» Directions for this task:
Identify every line in the records below that contains the word "roof", matching case exactly, and copy each of those lines.

[Stored items]
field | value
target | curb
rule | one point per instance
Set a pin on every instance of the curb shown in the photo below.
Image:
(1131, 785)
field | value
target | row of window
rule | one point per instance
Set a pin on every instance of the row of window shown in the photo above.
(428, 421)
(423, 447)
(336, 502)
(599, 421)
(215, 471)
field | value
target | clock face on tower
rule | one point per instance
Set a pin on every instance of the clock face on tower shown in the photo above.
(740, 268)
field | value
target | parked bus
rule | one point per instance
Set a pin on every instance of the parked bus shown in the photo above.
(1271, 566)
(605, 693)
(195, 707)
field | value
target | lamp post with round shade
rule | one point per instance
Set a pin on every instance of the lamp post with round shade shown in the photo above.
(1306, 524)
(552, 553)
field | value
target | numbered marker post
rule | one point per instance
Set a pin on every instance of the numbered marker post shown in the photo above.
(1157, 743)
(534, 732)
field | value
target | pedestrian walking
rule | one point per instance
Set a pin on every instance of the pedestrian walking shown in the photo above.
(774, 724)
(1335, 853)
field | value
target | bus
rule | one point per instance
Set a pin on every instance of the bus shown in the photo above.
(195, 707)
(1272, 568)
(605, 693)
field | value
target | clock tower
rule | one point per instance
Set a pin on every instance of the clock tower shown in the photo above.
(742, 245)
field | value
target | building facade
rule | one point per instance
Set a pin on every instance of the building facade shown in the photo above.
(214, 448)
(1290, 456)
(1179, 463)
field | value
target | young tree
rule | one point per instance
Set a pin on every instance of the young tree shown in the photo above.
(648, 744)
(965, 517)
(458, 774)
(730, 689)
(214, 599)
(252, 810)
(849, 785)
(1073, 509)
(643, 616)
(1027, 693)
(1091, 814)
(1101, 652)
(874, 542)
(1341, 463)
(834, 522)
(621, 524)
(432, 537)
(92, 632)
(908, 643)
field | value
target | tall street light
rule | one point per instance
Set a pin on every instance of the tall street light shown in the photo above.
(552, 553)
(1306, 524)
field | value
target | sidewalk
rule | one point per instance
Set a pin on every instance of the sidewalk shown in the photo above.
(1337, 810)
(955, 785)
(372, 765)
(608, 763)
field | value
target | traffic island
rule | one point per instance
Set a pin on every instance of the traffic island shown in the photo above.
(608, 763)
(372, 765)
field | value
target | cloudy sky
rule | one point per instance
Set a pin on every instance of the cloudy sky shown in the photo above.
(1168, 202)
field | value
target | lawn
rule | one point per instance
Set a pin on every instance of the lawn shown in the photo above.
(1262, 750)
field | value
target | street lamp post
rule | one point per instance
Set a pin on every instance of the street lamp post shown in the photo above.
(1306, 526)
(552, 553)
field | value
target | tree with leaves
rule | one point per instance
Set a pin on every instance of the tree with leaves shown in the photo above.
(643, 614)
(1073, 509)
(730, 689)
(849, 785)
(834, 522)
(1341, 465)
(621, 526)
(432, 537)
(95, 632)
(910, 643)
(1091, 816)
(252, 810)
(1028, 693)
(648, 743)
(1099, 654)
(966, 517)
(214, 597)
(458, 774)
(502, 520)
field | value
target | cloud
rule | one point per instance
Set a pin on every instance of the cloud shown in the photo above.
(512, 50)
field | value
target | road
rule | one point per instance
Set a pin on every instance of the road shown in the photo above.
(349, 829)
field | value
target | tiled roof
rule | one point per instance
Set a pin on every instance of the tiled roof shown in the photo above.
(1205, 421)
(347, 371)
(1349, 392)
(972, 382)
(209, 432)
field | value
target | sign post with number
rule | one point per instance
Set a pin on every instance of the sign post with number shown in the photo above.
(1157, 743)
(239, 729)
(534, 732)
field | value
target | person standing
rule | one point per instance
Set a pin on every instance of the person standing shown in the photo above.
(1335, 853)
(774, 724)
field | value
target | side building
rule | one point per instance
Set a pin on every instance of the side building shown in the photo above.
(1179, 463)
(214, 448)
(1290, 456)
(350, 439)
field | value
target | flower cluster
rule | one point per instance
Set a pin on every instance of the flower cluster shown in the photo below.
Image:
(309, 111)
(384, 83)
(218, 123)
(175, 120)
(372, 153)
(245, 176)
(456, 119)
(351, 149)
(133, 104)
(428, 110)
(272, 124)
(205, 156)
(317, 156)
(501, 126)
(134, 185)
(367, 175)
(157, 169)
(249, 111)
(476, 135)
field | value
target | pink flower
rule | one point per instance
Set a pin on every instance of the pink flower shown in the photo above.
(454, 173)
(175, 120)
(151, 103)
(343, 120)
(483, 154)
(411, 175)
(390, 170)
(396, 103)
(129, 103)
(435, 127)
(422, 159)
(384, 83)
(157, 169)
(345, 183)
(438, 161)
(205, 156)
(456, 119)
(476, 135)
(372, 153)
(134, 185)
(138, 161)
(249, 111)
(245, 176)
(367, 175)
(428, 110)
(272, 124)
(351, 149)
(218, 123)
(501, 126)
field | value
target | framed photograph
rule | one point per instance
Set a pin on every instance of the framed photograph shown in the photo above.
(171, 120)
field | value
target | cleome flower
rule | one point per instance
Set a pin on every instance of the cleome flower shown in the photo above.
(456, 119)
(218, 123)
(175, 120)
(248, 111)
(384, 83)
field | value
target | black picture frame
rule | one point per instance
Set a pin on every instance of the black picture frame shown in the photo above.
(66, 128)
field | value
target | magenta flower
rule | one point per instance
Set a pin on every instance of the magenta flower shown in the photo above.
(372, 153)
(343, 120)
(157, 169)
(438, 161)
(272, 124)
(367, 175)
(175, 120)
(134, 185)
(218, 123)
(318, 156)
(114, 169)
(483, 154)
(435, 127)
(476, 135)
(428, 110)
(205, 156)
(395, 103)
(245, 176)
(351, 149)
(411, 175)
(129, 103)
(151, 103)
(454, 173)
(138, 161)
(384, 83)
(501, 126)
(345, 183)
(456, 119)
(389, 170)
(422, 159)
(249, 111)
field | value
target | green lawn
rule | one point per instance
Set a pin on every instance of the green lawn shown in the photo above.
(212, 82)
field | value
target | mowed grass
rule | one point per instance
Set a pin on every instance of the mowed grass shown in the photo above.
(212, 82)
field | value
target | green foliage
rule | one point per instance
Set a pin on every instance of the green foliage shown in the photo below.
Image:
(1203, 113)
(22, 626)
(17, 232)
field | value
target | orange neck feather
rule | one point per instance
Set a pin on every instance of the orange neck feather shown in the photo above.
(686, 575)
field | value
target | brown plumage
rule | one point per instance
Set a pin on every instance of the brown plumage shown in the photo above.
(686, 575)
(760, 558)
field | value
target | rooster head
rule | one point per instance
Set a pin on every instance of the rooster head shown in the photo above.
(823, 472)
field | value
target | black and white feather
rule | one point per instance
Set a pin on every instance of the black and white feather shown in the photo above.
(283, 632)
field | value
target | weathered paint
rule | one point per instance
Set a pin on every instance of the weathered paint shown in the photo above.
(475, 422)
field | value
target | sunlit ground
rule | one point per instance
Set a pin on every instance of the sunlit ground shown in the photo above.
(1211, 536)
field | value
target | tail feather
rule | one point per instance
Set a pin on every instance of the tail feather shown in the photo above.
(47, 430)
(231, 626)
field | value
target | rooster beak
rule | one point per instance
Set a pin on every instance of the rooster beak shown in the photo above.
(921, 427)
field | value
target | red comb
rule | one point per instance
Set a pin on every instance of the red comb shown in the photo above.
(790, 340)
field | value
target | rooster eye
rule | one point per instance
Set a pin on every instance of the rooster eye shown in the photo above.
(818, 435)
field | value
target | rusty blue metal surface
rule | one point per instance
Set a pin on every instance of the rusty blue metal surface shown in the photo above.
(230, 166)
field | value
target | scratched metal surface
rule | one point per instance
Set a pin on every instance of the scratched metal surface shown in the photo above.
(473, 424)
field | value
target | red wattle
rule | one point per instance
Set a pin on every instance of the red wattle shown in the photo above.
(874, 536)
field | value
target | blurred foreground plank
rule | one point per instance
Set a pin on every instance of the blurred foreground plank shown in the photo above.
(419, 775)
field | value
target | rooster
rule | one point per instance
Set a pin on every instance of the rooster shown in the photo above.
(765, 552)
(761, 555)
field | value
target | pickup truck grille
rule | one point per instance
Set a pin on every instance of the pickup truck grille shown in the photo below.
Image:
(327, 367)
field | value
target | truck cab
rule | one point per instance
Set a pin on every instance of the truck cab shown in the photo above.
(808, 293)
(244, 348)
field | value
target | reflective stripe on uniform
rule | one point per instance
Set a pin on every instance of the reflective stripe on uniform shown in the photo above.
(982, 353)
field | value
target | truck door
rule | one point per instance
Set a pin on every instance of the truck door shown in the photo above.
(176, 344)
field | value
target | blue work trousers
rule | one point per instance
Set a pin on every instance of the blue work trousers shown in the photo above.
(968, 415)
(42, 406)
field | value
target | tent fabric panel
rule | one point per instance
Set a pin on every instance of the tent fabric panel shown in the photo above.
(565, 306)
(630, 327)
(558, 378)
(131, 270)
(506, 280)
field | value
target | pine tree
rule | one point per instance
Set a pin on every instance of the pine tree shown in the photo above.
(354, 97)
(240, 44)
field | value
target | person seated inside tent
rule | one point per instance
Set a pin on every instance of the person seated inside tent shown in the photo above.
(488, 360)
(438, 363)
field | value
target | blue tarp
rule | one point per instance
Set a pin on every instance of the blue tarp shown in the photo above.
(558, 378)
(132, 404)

» Result of the task:
target | tiled roof
Set a pin on every instance of the tiled roof shown in the photo above.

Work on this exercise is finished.